Extracted text:
──────────
To quote Jan Lenhardt from CouchDB: “Nosql is not about performance, scaling, dropping ACID or hating SQL—it is about choice. As nosql databases are somewhat different it does not help very much to compare the databases by their throughput and chose the one which is fasted. Instead—the user should carefully think about his overall requirements and weight the different aspects. Massively scalable key/value stores or memory-only systems can archive much higher benchmarks. But your aim is to provide a much more convenient system for a broader range of use-cases—which is fast enough for almost all cases.”

Anyway, we have done a lot of performance tests and are more than happy with the results. ArangoDB 1.3 inserts up to 140,000 documents per second.

Back To Top

What are the server requirements for ArangoDB?

ArangoDB runs on Linux, OS X and Microsoft Windows.
It runs on 32bit and 64bit systems, though using a 32bit system will limit you to using only approximately 2 to 3 GB of data with ArangoDB.
We thus strongly recommend using ArangoDB on a 64bit system and SSD hard disks.

ArangoDB is a “mostly memory” database, which means that it appreciates RAM very much and is most performing when it is not forced to swap data to the hard disk.

So how much RAM do you need? This depends on the size and structure of your data: Your application will access one or many collections (think of collections as denormalized tables for the time being). Once you open a collection the indexes for this collection are created in the RAM and the data is loaded into the RAM using memory-mapped files. If your collections are bigger than your RAM, the operation system will be forced to swap data in and out of the swap space.

Back To Top

What language is ArangoDB written in?

ArangoDB is mainly written in C and C++. It also uses Google’s V8 engine to run JavaScript code on the server-side.

The server actions are written in JavaScript and Ruby (mruby).

Back To Top

Does ArangoDB support transactions?

Starting with version 1.3, ArangoDB provides support for user-definable transactions.

Transactions in ArangoDB are atomic, consistent, isolated, and durable (ACID).

These ACID properties provide the following guarantees:

  • The atomicity priniciple makes transactions either complete in their entirety or have no effect at all.
  • The consistency principle ensures that no constraints or other invariants will be violated during or after any transaction.
  • The isolation property will hide the modifications of a transaction from other transactions until the transaction commits.
  • Finally, the durability* proposition makes sure that operations from transactions that have committed will be made persistent. The amount of transaction durability is configurable in ArangoDB, as is the durability on collection level.

ArangoDB transactions are different from transactions in SQL. In SQL, transactions are started with explicit BEGIN or START TRANSACTION commands.
command. Following any series of data retrieval or modification operations, an SQL transaction is finished with a `COMMIT` command, or rolled back with a `ROLLBACK` command. There may be client/server communication between the start and the commit/rollback of an SQL transaction.
──────────
Records shown:
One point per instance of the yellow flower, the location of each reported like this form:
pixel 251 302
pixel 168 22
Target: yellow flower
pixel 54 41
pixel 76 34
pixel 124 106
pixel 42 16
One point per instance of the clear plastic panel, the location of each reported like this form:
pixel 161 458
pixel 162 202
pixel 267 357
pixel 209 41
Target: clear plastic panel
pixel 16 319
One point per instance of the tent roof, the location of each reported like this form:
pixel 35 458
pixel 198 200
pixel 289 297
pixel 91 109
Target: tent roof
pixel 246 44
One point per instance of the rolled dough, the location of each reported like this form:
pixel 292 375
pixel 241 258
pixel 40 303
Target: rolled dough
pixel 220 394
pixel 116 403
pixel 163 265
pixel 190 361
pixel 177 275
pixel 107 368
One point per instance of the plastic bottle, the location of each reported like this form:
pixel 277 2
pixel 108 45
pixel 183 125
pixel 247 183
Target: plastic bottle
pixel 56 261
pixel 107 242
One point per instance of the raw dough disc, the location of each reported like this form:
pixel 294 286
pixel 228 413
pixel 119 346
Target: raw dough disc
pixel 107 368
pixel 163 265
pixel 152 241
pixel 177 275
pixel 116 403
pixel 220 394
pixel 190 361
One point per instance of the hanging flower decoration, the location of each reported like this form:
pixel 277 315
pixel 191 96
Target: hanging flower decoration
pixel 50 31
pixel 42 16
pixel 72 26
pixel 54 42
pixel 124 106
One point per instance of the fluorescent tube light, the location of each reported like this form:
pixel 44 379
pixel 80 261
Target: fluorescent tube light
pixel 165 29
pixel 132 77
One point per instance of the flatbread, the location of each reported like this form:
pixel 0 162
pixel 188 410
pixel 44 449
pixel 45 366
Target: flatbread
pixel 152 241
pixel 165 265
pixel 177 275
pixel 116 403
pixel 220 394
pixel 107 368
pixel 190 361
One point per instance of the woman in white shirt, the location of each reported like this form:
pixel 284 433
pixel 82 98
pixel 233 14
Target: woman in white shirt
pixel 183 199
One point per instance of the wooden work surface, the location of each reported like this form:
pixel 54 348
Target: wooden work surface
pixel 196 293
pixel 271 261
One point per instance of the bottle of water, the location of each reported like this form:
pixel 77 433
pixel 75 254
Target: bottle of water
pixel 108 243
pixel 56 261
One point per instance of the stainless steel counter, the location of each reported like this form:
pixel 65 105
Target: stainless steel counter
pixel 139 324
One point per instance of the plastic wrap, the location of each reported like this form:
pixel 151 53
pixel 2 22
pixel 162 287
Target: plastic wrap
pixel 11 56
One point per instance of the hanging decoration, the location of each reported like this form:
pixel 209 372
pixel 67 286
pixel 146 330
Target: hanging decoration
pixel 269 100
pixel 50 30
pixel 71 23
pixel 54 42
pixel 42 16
──────────
List every programming language that the ArangoDB FAQ text names as used for ArangoDB itself or for its server actions.

Task result: C, C++, JavaScript, Ruby (mruby)